## WHAT YOU SHOULD DO
Report every line in the records that contains the word "pale". Copy each of those lines in full.

Point annotations for photos:
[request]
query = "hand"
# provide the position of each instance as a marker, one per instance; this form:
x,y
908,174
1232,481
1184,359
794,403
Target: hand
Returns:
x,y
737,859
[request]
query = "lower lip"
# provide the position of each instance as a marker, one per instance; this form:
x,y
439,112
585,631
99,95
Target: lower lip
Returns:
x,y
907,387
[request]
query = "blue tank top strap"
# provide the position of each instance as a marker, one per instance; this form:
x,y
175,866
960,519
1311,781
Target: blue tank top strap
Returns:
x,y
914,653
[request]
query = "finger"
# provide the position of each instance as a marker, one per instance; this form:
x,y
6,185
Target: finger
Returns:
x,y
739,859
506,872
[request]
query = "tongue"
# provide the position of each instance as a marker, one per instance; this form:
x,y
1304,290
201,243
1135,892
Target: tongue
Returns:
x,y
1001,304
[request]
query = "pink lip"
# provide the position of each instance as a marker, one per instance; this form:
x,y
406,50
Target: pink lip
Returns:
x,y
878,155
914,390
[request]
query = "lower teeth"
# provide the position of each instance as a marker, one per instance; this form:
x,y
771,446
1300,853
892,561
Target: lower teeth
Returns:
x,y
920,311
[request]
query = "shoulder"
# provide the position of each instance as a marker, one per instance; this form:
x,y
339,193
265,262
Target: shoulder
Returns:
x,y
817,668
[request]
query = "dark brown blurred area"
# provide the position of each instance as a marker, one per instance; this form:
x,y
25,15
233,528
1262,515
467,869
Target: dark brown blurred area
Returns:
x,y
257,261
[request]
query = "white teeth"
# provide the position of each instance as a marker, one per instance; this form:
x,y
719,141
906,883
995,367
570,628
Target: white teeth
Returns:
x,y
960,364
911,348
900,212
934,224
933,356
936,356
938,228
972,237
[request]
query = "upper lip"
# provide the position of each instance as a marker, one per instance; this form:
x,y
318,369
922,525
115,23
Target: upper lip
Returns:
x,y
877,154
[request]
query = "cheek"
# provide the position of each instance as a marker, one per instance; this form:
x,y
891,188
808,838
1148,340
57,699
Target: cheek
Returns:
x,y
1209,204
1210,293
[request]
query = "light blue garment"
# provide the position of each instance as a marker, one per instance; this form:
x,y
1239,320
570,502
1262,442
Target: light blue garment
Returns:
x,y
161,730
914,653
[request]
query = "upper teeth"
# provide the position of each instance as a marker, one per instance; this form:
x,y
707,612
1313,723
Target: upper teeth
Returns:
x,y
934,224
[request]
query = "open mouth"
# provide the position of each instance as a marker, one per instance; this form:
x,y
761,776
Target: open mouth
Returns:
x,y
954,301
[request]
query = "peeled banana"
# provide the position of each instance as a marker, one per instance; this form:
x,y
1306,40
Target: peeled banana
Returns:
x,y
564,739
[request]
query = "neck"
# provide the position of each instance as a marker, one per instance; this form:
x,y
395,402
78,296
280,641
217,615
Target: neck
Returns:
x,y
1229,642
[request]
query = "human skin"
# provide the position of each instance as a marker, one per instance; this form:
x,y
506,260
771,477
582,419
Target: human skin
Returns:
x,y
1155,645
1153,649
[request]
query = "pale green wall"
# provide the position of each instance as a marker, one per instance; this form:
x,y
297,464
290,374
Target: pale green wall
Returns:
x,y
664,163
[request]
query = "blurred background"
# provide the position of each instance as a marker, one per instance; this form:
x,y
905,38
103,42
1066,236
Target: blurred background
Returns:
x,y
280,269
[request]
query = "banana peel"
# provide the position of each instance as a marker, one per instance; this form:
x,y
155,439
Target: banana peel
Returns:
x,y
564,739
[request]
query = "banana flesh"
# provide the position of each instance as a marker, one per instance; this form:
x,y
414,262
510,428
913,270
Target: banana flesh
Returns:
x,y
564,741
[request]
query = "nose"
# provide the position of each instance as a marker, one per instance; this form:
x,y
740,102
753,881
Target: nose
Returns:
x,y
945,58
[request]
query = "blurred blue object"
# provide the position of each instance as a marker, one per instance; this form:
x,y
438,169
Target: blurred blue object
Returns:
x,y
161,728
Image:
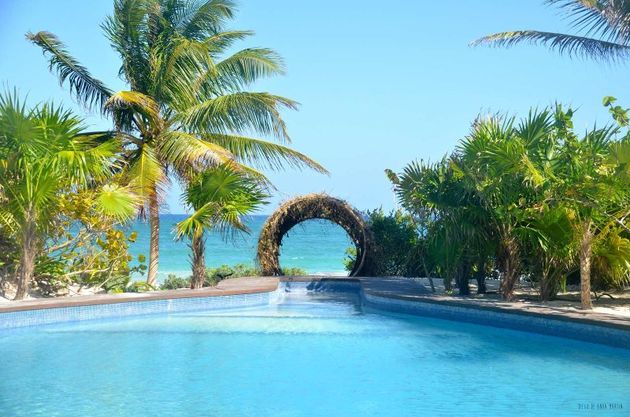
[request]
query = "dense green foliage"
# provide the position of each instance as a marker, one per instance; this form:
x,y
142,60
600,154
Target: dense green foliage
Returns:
x,y
189,104
397,242
219,197
529,199
57,199
214,275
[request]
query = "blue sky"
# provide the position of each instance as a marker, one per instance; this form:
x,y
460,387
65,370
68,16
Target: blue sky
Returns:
x,y
380,83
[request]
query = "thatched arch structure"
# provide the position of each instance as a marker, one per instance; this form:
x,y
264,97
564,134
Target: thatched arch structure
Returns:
x,y
308,207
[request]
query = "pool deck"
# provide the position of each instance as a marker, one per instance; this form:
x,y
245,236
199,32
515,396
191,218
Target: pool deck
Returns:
x,y
394,288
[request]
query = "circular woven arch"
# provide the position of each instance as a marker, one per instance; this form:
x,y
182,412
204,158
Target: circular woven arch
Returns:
x,y
308,207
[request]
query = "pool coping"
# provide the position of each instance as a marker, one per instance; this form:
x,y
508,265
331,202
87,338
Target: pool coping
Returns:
x,y
392,288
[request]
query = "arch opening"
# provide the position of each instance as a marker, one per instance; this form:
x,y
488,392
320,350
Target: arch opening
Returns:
x,y
309,207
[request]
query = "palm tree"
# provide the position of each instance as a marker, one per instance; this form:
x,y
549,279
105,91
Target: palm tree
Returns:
x,y
219,198
602,31
188,106
44,152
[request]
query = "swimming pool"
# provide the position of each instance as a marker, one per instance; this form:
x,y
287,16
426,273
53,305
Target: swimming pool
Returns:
x,y
308,354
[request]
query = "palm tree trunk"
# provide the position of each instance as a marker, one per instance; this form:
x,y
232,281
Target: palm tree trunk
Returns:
x,y
510,268
463,272
198,262
480,277
154,243
586,252
27,261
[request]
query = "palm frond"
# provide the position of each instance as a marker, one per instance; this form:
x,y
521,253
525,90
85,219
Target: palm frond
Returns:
x,y
83,86
248,65
241,112
117,202
263,153
571,45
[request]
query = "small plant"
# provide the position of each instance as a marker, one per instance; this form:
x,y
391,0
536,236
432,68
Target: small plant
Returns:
x,y
173,282
139,286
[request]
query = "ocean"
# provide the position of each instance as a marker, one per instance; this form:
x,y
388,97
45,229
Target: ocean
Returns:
x,y
317,246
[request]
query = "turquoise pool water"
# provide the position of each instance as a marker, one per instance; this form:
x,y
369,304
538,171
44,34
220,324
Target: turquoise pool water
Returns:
x,y
308,355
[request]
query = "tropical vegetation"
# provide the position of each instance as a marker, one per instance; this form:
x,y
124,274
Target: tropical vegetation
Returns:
x,y
601,31
188,106
529,199
214,275
55,178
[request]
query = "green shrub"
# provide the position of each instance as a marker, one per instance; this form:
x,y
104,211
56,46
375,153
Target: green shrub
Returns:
x,y
173,282
396,244
139,286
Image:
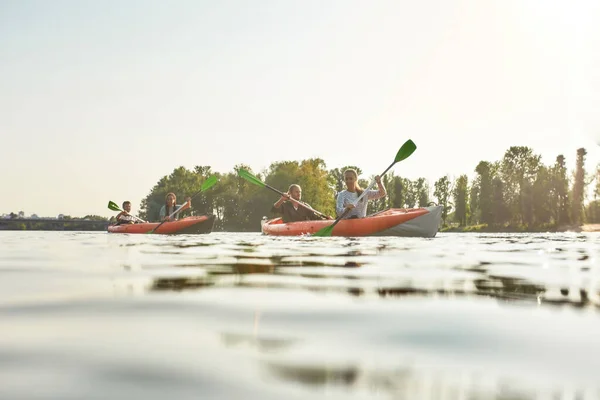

## PROBLEM SOLUTION
query = "pale green wall"
Target: pale green wall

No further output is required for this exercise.